◆ **INSTRUCTION**
Decide whether each statement below agrees with the cricket report, answering yes or no and quoting the exact words from the report that settle it. 1. Ponting made 149 runs. 2. Collymore was given the new ball. 3. Clarke has scored a century since being moved up the batting order.

◆ **DOCUMENT SECTION**

Ricky Ponting now leads Australia instead of guiding them and his team needed the intervention on a testing opening day



Australia's new boys need to follow their captain's example © Getty Images
Ricky Ponting now leads Australia instead of guiding them and his team needed the intervention on a testing opening day. Making the decisions for a remodelled side, sporting faces that haven't weathered under constant success, Ponting stretched as his fresh charges faltered against a fast, probing and erratic West Indies attack.
Before the match Ponting asked for greater productivity from his senior batsmen to prop up a green middle order and the caretakers had little choice as Corey Collymore lopped them to 4 for 111 during the second session. Matthew Hayden and Adam Gilchrist chipped in, but it was Ponting who imbibed his own advice and wrested control.
As Collymore dented a tentative line-up, Ponting stamped 149 runs with an authority his new and recent additions must look to copy in future attempts. Australia have handed out shiny memberships and offered greater responsibility, but the players winning the bonuses were unsure how to cope with the extra swipe-card access and West Indies exploited their vulnerability.
The debutant Michael Hussey couldn't find the easy single to settle nerves 11 seasons in the making, managing only a personally devastating top edge while aiming his opening boundary. Michael Clarke's instinct also insists he hits out and his dismissal following a superb lead-up from Collymore did not show the problem of adapting to No. 4 as much as his single boundary, a streaky yet firm slash through gully. The lack of movement indicated his feet are also finding the promotion difficult.
A year ago Clarke was a No. 6 locked in by walls of experience, which he outshone in scoring his second century. He has not reached three figures since then and has been pushed up two batting rungs. The dropping of Damien Martyn has removed a regular block and Clarke is receiving one-on-one tutelage from Ponting without immediate results to boost confidence and team totals. More worryingly for a young player, he is already speaking about proving people wrong, a sentence that usually comes from deposed veterans or under-siege tour captains.
Katich is another batsman promoted ahead of schedule as Australia shed their Ashes image, and with every failure - today's zero was his fourth single-figure score in a row - Brad Hodge moves closer to a Test cap. Collymore's role in both dismissals should not be under-rated but Australian belts in the middle order need tightening.
"What's going on?" asked a spectator in the member's section as Katich left. The situation was again stabilised by Ponting, who reached his fourth consecutive hundred against West Indies, and when Gilchrist departed he watched as Shane Watson, playing his third Test, also battled to impose himself.
The tourists' senior bowler, Collymore has the respect of his cohorts and will be watched more closely by the Australians in subsequent innings. His run-up is a reminder of Courtney Walsh and today his destructive powers were similar. Overlooked for the new ball, he grabbed a wicket in each of his first overs after lunch and tea with tight lbw decisions. Apart from disrupting Australia's momentum by removing Gilchrist and Hayden, he also eased any tension created by Shivnarine Chanderpaul's decision to bowl.
While Fidel Edwards sprinted in and let go in the mid-140kph range, Collymore delivered up to 20kph slower, darting the ball both ways to pop Australia's middle order as easily as security guards spike the crowd's errant beach balls. Three deliveries came in to Clarke before the wicketkeeper caught his edge moving away, and when Katich was cleverly beaten Australia had lost 3 for 10. Collymore's team-mates will also push to match his consistency as Ponting enjoyed the variable length of his partners.
Australia's matters remained in Ponting's impressive hands and wrists that flicked crisp boundaries and offered chances on 81 and 141. The example was valuable to an impressionable core as the captain steered his side from trouble to relative comfort.

◆ **Recorded data**
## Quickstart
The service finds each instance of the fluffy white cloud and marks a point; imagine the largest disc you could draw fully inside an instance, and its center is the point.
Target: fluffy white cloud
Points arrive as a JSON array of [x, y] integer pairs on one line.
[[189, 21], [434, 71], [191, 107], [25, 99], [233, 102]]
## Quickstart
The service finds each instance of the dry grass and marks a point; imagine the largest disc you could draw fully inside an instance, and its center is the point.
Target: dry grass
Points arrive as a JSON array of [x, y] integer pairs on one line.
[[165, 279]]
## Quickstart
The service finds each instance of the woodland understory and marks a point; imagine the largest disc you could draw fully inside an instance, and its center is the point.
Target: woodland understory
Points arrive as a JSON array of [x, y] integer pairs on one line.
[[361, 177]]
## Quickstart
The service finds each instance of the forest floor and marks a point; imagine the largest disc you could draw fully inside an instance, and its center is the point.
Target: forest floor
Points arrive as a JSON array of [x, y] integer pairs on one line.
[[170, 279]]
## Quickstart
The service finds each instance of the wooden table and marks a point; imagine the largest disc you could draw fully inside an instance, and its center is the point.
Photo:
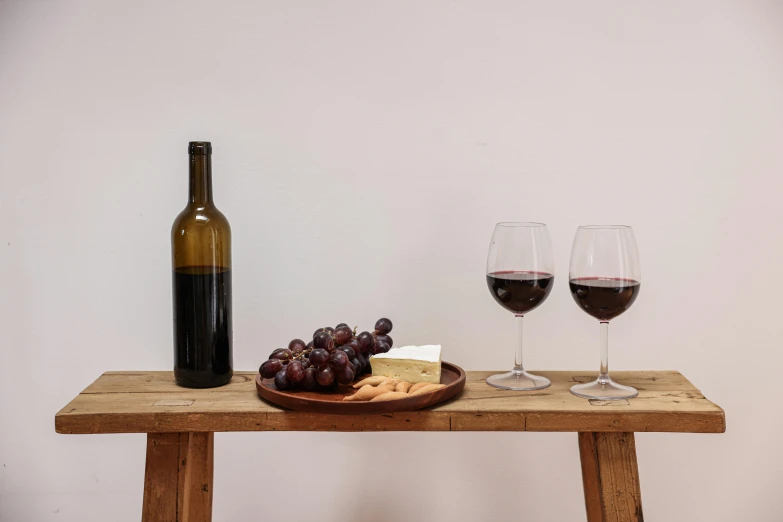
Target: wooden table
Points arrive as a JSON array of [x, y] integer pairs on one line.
[[180, 425]]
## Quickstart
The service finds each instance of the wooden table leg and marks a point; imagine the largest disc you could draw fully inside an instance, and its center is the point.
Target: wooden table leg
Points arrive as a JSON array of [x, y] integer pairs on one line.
[[611, 477], [178, 477]]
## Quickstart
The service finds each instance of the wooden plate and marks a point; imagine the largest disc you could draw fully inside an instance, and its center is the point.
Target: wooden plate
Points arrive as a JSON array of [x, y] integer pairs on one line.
[[332, 402]]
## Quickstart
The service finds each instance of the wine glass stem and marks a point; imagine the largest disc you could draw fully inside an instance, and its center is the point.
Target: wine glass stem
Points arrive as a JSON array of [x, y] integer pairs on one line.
[[603, 377], [518, 356]]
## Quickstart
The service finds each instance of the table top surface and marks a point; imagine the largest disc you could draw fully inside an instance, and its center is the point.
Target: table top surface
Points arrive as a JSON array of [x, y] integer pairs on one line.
[[150, 402]]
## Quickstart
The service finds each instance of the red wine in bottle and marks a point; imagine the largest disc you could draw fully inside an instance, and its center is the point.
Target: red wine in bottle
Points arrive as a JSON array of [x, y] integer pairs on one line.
[[201, 261]]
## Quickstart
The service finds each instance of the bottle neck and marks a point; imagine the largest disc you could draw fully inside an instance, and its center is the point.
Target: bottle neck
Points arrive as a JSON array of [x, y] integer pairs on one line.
[[200, 179]]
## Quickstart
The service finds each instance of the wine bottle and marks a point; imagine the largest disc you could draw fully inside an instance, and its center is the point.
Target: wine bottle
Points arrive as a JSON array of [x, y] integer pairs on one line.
[[201, 260]]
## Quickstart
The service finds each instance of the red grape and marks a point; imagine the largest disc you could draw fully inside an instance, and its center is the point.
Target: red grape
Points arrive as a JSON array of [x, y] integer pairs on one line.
[[348, 351], [319, 357], [297, 346], [269, 368], [324, 376], [338, 360], [323, 340], [383, 326], [366, 341], [281, 381], [294, 371], [342, 335]]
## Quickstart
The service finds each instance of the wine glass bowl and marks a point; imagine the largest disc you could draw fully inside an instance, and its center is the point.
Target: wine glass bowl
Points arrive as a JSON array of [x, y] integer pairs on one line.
[[604, 278], [520, 276]]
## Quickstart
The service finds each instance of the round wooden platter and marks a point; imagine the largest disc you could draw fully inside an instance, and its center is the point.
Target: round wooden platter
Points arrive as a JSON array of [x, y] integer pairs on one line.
[[332, 402]]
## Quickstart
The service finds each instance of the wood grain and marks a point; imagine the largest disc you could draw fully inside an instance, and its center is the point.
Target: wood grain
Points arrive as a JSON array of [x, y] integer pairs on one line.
[[150, 402], [161, 476], [610, 476], [178, 477], [196, 488]]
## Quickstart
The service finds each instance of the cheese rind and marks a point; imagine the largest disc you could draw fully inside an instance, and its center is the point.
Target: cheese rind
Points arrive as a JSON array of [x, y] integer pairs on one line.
[[409, 363]]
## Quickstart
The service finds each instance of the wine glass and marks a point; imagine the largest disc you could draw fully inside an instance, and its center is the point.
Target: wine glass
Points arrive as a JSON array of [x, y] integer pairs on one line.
[[520, 275], [604, 277]]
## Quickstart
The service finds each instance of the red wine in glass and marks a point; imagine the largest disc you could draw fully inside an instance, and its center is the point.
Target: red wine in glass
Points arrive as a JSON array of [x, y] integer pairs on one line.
[[519, 276], [604, 297], [604, 278], [519, 291]]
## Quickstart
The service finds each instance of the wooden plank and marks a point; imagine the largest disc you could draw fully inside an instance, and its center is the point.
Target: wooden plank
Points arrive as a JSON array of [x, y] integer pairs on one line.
[[196, 487], [610, 476], [150, 402], [161, 475], [178, 477]]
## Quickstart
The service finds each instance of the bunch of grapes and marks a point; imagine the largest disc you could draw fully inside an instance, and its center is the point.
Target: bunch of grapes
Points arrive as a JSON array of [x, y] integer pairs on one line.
[[334, 356]]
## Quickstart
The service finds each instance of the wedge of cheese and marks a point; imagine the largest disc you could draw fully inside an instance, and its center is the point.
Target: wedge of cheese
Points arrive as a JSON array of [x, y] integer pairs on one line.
[[409, 363]]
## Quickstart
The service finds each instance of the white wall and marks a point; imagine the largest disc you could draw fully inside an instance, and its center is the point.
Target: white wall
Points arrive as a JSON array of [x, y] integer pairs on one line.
[[363, 152]]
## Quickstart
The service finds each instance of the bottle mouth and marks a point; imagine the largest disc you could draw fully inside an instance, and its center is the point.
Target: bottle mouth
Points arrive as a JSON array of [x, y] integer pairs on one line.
[[200, 147]]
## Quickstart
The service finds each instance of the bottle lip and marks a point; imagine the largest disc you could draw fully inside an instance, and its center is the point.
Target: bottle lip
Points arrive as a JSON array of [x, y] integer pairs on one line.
[[199, 147]]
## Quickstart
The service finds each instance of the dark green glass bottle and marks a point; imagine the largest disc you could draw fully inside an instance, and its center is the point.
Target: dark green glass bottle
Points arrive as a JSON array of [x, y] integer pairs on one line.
[[201, 261]]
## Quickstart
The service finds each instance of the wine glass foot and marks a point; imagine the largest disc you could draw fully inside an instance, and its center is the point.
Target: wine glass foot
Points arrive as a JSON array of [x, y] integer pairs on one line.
[[518, 380], [604, 390]]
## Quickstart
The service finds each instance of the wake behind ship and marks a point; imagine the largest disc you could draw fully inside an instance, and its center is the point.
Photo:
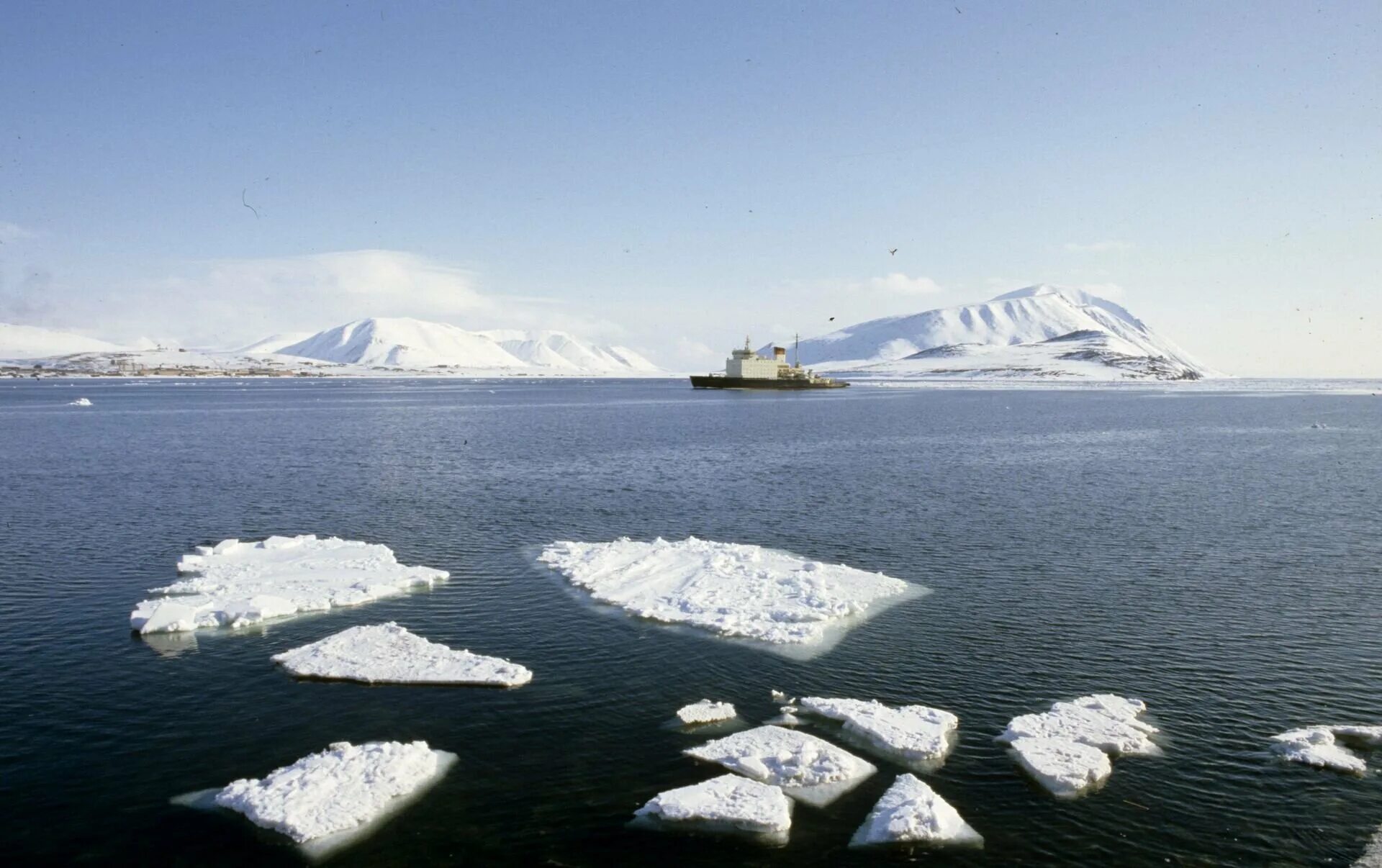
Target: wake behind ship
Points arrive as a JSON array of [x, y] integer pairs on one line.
[[748, 369]]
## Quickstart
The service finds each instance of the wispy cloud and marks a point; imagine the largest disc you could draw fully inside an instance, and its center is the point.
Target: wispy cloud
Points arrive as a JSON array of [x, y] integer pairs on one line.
[[12, 232], [901, 285], [1099, 246]]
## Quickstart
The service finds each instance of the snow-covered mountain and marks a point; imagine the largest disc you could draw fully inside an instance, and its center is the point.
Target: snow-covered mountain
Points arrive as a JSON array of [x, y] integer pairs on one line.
[[1039, 330], [32, 342], [419, 345]]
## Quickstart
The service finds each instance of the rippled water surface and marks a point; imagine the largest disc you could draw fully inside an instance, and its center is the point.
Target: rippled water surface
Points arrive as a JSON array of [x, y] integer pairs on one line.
[[1211, 553]]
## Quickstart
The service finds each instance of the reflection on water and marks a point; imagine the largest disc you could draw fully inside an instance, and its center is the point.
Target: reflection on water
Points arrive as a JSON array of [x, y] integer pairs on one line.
[[1209, 555]]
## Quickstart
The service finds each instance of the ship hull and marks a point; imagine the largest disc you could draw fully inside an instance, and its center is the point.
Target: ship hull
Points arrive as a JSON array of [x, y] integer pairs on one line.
[[722, 381]]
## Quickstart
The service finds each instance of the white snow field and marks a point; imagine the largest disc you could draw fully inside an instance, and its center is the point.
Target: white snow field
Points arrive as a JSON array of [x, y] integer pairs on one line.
[[806, 767], [705, 711], [1319, 746], [911, 812], [914, 734], [1067, 748], [730, 589], [332, 798], [389, 654], [727, 803], [1038, 332], [237, 584]]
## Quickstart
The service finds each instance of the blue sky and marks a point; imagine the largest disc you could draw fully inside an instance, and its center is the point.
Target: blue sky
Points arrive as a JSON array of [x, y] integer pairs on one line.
[[672, 176]]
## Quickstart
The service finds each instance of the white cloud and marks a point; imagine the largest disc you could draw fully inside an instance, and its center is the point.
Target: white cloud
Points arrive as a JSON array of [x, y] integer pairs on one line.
[[1101, 246], [901, 285], [12, 232]]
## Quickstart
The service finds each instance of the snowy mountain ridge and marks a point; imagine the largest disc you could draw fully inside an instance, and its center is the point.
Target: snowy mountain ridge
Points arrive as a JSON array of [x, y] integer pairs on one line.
[[1038, 330]]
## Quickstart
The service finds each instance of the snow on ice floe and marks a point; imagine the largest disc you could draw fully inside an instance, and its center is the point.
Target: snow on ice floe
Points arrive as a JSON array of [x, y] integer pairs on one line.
[[237, 584], [1067, 748], [806, 767], [1319, 746], [911, 812], [389, 654], [914, 734], [707, 711], [731, 589], [339, 792], [727, 803]]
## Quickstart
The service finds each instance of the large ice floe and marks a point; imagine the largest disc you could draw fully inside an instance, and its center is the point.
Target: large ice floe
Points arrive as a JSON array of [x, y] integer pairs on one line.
[[727, 803], [237, 584], [1067, 748], [332, 798], [1319, 746], [731, 589], [389, 654], [806, 767], [707, 711], [911, 812], [914, 734]]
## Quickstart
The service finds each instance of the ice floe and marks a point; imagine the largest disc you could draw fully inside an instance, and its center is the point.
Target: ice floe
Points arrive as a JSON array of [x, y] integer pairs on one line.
[[389, 654], [1065, 767], [707, 711], [731, 589], [1319, 746], [727, 803], [339, 791], [911, 812], [806, 767], [1067, 748], [237, 584], [911, 733]]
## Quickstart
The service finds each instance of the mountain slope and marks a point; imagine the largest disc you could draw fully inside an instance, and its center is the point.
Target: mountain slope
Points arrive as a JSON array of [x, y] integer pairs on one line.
[[32, 342], [417, 345], [1021, 318]]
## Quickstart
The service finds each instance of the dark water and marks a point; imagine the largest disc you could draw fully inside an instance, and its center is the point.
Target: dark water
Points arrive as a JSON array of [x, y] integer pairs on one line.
[[1209, 553]]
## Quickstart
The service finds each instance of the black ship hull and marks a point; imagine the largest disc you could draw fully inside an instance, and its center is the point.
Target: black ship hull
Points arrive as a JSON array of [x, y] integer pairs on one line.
[[784, 384]]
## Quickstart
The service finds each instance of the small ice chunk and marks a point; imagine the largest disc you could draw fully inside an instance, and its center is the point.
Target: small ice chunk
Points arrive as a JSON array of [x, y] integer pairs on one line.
[[237, 584], [389, 654], [911, 812], [1065, 767], [1102, 720], [731, 589], [705, 711], [914, 733], [727, 803], [338, 790], [1316, 746], [806, 767]]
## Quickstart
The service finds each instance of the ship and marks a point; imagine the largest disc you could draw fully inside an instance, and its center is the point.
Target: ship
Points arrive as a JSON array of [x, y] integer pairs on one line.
[[748, 369]]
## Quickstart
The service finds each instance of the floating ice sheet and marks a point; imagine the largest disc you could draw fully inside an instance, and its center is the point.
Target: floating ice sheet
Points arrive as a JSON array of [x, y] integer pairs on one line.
[[806, 767], [705, 711], [324, 798], [1065, 767], [237, 584], [389, 654], [914, 734], [1319, 746], [1067, 748], [726, 588], [911, 812], [727, 803]]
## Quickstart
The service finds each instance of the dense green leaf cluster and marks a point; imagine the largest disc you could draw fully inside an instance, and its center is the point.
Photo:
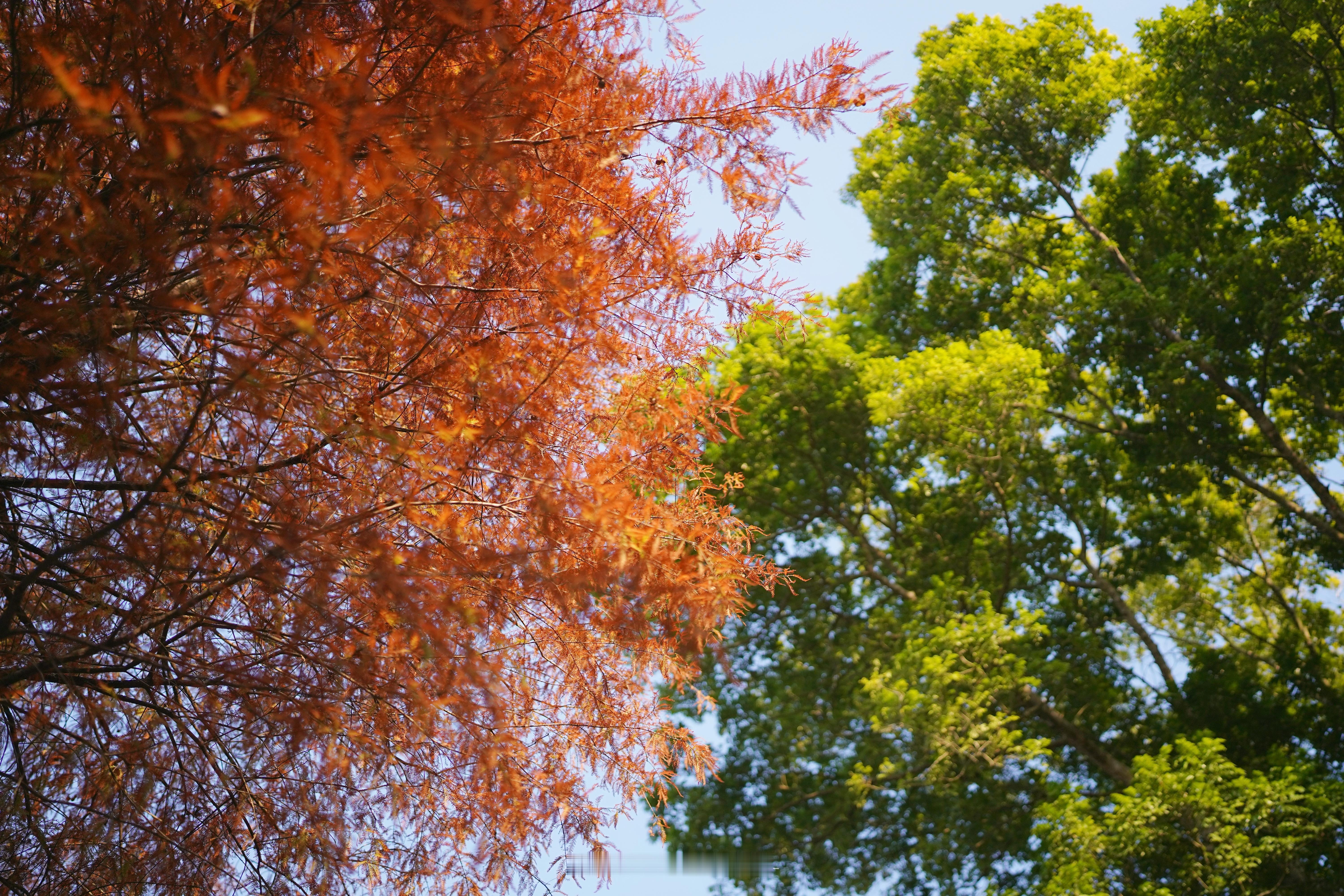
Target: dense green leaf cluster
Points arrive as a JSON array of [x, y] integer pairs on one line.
[[1061, 477]]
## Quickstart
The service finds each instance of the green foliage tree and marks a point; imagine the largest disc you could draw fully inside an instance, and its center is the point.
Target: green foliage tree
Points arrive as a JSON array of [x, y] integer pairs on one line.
[[1060, 475]]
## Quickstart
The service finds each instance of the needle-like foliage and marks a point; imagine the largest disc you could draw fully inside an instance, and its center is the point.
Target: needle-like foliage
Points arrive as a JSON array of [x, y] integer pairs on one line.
[[350, 492]]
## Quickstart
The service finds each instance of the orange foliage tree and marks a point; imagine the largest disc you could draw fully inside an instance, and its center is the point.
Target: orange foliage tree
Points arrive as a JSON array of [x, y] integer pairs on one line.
[[350, 496]]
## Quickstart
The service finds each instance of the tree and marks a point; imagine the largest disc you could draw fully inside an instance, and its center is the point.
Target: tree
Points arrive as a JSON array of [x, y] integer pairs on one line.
[[351, 492], [1060, 473]]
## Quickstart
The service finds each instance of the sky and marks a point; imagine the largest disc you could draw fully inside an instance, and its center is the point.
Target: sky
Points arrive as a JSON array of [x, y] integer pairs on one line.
[[756, 34]]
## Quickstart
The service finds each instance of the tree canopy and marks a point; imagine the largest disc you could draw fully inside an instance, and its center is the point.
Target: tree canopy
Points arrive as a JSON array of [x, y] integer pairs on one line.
[[1061, 476], [350, 483]]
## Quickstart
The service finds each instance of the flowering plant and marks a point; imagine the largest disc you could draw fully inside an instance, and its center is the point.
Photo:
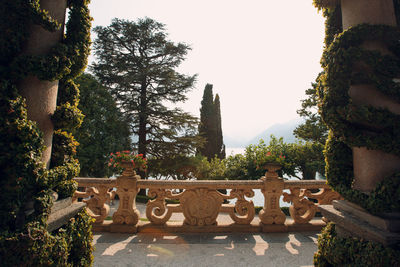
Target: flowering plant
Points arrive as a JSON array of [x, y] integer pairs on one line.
[[262, 159], [137, 160]]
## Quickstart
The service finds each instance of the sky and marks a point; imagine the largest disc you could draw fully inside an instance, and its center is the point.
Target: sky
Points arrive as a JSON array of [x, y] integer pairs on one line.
[[260, 55]]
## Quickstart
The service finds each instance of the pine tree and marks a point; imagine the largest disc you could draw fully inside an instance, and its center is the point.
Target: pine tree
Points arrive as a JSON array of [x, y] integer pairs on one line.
[[137, 63], [104, 130]]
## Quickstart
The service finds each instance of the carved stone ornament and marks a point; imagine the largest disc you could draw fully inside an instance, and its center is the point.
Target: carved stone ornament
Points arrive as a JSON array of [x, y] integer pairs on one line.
[[272, 190], [98, 197], [201, 206], [302, 209], [127, 191]]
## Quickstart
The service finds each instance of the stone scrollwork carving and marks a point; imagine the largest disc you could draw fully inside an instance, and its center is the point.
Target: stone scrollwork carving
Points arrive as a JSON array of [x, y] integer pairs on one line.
[[325, 196], [302, 210], [201, 206], [272, 190], [245, 209], [98, 197], [157, 211], [127, 191]]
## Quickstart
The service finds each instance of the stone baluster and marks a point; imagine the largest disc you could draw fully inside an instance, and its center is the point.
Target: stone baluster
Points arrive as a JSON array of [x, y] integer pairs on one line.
[[272, 190], [126, 217], [98, 197]]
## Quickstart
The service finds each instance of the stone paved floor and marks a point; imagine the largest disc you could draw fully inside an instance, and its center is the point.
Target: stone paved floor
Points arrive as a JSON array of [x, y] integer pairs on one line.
[[267, 249]]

◆ **RESPONSE FOR THIS EXERCISE**
1. Yes: "Ponting stamped 149 runs"
2. No: "Overlooked for the new ball"
3. No: "He has not reached three figures since then and has been pushed up two batting rungs"